── 提供文章
連載

絵本ナビスタッフ便り 9月

絵本ナビ編集部

2015/09/14

ついに刊行!この秋、大注目の、梨木香歩さんによる長編ファンタジー!

ついに刊行!この秋、大注目の、梨木香歩さんによる長編ファンタジー!

『西の魔女が死んだ』『裏庭』など児童文学ファンタジーの傑作を輩出しつづけてきた梨木香歩さんの、久しぶりの新作長編『岸辺のヤービ』がこのたび刊行されました。表紙の真ん中でこちらを見つめているふわふわした生き物と緑いっぱいの美しい自然の情景を目にした瞬間、刊行を今か今かと待ちわびていました!
そして届いたのは、豪華な函入りの、うっとりしてしまうほど美しい装丁の1冊。
この秋、大きな話題になること間違いなしの、『岸辺のヤービ』のみどころをいち早くご紹介します。
◆まずは気になるあらすじから・・・

岸辺のヤービ 岸辺のヤービ」 作:梨木 香歩
画:小沢 さかえ
出版社:福音館書店

寄宿学校で教師をしている「わたし」は、ある晴れた夏の日、学校近くの三日月湖、マッドガイド・ウォーターに浮かべたボートの上で、ふわふわの毛につつまれた、二足歩行するハリネズミのような、小さなふしぎな生きものと出会います。そして、「わたし」が彼にあげた一粒のミルクキャンディーがきっかけとなり、「ヤービ」と名乗るその生きものとの交流がはじまります。ヤービの口から語られる水辺の生きものたちの暮らしは、穏やかだけれど、静かな驚きに満ちていました。
────
### 取り組む課題
**1.** 本文で、『岸辺のヤービ』の出版社として挙げられているのはどこか。
**2.** 本文の「この秋、大きな話題になること」から「静かな驚きに満ちていました。」までの部分を、「ボート」を「カヌー」に置き換えて書き直せ。
── 提供資料
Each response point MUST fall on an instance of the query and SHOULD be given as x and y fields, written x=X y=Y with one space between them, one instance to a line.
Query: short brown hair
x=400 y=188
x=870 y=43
────
### 解答一覧
**1.** 福音館書店である。

**2.**
この秋、大きな話題になること間違いなしの、『岸辺のヤービ』のみどころをいち早くご紹介します。
◆まずは気になるあらすじから・・・

岸辺のヤービ 岸辺のヤービ」 作:梨木 香歩
画:小沢 さかえ
出版社:福音館書店

寄宿学校で教師をしている「わたし」は、ある晴れた夏の日、学校近くの三日月湖、マッドガイド・ウォーターに浮かべたカヌーの上で、ふわふわの毛につつまれた、二足歩行するハリネズミのような、小さなふしぎな生きものと出会います。そして、「わたし」が彼にあげた一粒のミルクキャンディーがきっかけとなり、「ヤービ」と名乗るその生きものとの交流がはじまります。ヤービの口から語られる水辺の生きものたちの暮らしは、穏やかだけれど、静かな驚きに満ちていました。